## Problem details
Using the text on Green Bay, decide whether each statement below agrees with it. Answer yes or no for each and quote the deciding words. 1. Green Bay's city council has 12 members, each elected from districts. 2. Green Bay last had a regular passenger train in 1987. 3. The median age in the city was 33 years.

## Extract provided
**********
As of the census of 2000, there were 102,313 people, 41,591 households, and 24,663 families residing in the city. The population density was 2,332.1 people per square mile (900.5/km2). There were 43,123 housing units at an average density of 982.9 per square mile (379.5/km2). The racial makeup of the city was 85.86% White, 1.38% African American, 3.28% Native American, 3.76% Asian, 0.04% Pacific Islander, 3.72% from other races, and 1.97% from two or more races. Hispanic or Latino of any race were 7.13% of the population.
There were 41,591 households of which 30.6% had children under the age of 18 living with them, 44.1% were married couples living together, 10.8% had a female householder with no husband present, and 40.7% were non-families. About 31.6% of all households were made up of individuals and 9.9% had someone living alone who was 65 years of age or older. The average household size was 2.40 and the average family size was 3.06.
In the city, the age distribution of the population shows 25.4% under the age of 18, 11.6% from 18 to 24, 31.7% from 25 to 44, 19.5% from 45 to 64, and 11.8% who were 65 years of age or older. The median age was 33 years. For every 100 females, there were 97.2 males. For every 100 females age 18 and over, there were 94.8 males.
The median income for a household in the city was $38,820, and the median income for a family was $48,678. Males had a median income of $33,246 versus $23,825 for females. The per capita income for the city was $19,269. About 7.4% of families and 10.5% of the population were below the poverty line, including 12.7% of those under the age of 18 and 9.2% of those 65 and older.
Green Bay is governed by a mayor and a city council. The mayor is elected in a citywide vote. The city council consists of 12 members each elected from districts.
Green Bay is represented by Mike Gallagher (R) in the United States House of Representatives, and by Ron Johnson (R) and Tammy Baldwin (D) in the United States Senate. Frank Lasee (R), Robert Cowles (R), and Dave Hansen (D) represent Green Bay in the Wisconsin State Senate, and David Steffen (R), John Macco (R), and Eric Genrich (D) represent Green Bay in the Wisconsin State Assembly.
The Green Bay Police Department was established in on August 27, 1857, when the Green Bay Police Corps was established, and Henry Baird was named Chief of Police. The Green Bay Police Department provides many specialized services such as a Dive Team, Harbor Patrol, Motorcycle Patrol, and a S.W.A.T. Team.
Since the establishment of the Green Bay Police Department, one officer has died in the line of duty.
From 1896 to 1993 the city was the headquarters of the Green Bay and Western Railroad. In 1993, the line was purchased by the Wisconsin Central. In 2001, the WC was merged into the Canadian National Railway. The Chicago and North Western Railway also served Green Bay and its depot still stands. Green Bay was last served with a regular passenger train, the CNW's Peninsula 400, in 1971. The CNW sold its trackage from Green Bay south to Sheboygan in 1987 to the Fox River Valley Railroad, which became part of the WC in 1993. Green Bay also saw passenger service from the Milwaukee Road's Chippewa-Hiawatha, which ran from Chicago into the upper peninsula of Michigan. Green Bay is also served by the Escanaba and Lake Superior Railroad.
Green Bay Metro provides mass transit bus service throughout Green Bay and the surrounding suburbs.
**********
## Referring expression data
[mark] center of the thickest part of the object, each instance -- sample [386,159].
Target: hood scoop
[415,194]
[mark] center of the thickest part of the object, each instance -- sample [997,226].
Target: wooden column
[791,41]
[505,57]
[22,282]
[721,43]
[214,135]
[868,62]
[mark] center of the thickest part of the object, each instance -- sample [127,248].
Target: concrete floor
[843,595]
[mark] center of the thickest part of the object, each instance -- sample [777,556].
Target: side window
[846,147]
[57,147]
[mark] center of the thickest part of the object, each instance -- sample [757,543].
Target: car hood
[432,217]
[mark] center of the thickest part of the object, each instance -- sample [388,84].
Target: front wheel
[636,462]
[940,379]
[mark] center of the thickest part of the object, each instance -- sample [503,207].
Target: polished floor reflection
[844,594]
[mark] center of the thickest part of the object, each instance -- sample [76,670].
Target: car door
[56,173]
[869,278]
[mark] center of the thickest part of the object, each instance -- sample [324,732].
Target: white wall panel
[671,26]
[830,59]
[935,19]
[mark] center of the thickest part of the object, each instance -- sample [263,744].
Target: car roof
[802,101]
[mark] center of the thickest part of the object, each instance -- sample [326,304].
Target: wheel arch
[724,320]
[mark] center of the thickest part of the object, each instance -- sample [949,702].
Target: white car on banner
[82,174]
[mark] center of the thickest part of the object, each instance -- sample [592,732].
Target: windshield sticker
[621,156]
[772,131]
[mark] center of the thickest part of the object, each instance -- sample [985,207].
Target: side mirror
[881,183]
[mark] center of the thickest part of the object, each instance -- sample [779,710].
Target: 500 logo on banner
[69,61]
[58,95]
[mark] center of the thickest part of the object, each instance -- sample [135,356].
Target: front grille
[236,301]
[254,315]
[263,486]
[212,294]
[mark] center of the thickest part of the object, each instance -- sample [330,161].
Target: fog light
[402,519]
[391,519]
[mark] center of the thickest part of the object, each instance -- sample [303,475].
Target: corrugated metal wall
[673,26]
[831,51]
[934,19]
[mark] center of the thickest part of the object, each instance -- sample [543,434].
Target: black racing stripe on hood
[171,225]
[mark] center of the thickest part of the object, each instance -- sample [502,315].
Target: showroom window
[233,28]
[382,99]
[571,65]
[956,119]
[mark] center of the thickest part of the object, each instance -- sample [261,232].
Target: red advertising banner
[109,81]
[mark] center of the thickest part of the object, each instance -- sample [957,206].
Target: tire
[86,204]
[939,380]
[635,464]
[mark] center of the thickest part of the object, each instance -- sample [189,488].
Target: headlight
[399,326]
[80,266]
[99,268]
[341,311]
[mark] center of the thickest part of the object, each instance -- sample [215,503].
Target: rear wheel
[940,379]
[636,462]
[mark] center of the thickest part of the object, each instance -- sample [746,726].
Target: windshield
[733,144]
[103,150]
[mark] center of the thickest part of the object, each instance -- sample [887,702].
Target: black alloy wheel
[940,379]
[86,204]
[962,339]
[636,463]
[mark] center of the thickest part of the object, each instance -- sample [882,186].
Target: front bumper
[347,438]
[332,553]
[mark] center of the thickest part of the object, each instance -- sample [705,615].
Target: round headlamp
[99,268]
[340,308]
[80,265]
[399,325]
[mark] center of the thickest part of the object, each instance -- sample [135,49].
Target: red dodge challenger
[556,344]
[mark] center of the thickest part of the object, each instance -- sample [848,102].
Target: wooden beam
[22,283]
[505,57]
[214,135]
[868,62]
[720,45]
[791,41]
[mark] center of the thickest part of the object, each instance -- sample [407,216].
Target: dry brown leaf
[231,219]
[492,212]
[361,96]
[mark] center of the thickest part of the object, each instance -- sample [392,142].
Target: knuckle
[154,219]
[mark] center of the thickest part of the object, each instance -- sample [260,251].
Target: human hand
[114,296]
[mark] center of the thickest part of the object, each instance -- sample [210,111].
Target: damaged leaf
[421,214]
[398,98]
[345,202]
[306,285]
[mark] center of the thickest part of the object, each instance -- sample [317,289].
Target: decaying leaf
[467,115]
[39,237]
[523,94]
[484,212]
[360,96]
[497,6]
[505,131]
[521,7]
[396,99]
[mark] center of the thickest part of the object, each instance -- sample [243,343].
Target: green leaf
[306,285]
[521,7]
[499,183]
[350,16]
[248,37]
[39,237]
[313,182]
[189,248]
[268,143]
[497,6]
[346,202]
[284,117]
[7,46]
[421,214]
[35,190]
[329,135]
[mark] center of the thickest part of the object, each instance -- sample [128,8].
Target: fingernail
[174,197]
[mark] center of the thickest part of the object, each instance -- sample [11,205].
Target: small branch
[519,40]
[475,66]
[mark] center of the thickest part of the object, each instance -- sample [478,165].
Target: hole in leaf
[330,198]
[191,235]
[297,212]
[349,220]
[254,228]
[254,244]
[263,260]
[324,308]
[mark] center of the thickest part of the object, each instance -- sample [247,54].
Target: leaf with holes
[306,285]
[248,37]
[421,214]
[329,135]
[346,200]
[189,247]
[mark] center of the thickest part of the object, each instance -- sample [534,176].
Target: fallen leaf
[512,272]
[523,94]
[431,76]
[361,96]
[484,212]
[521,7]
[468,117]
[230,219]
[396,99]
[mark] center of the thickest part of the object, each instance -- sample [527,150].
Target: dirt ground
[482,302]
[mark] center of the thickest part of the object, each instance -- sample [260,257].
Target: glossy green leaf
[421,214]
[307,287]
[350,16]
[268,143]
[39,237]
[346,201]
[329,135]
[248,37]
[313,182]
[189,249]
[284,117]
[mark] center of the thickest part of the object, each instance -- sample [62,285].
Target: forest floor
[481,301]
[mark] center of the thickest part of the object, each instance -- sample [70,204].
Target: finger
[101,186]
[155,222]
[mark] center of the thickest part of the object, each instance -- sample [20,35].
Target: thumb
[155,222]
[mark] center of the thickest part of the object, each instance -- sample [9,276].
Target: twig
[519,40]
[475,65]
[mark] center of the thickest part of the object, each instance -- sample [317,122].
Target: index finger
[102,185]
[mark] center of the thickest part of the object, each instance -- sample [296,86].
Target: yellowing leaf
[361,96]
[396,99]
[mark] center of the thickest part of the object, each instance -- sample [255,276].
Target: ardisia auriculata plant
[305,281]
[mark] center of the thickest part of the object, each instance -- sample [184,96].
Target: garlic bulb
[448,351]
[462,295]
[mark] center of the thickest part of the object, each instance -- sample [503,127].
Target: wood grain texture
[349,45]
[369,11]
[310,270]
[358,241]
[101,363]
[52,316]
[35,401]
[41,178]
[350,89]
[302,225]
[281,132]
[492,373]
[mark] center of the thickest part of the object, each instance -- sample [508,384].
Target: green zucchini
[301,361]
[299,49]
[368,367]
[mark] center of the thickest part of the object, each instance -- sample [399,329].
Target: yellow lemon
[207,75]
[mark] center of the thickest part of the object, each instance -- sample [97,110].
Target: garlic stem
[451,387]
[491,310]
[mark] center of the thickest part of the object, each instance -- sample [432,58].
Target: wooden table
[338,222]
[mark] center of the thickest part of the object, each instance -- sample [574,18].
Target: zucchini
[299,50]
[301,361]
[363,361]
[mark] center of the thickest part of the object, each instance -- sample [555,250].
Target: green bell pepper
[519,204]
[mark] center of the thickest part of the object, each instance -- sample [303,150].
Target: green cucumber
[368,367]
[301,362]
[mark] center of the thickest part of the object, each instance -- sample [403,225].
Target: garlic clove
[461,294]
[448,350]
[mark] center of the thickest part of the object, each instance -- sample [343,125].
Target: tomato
**********
## Output for this task
1. Yes: "The city council consists of 12 members each elected from districts."
2. No: "Green Bay was last served with a regular passenger train, the CNW's Peninsula 400, in 1971."
3. Yes: "The median age was 33 years."